**Part of a data file:**
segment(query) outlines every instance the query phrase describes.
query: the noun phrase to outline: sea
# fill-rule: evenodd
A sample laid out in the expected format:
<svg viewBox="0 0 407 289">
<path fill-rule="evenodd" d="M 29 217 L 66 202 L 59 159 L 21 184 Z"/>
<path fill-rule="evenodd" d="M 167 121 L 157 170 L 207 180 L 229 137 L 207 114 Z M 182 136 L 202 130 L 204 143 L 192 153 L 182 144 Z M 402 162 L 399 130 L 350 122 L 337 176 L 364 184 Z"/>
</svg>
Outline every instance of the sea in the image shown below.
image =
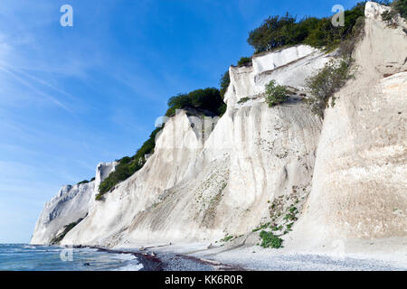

**WHAT THE EXERCISE ASKS:**
Copy every line of the items above word for word, omitting the pictures.

**FINAL RESULT:**
segment(query) outlines every instance the query phrase describes.
query: the noun phrase to outline: sea
# fill-rule: evenodd
A sample laid out in the expected format:
<svg viewBox="0 0 407 289">
<path fill-rule="evenodd" d="M 29 217 L 66 202 L 59 159 L 21 184 Z"/>
<path fill-rule="evenodd" d="M 167 121 L 157 170 L 207 180 L 229 137 L 207 114 Z M 182 136 L 202 130 L 204 143 L 192 153 L 182 144 Z M 402 162 L 399 130 L 350 122 L 337 176 L 364 184 Z"/>
</svg>
Outline every instance of the sea in the image shown below.
image =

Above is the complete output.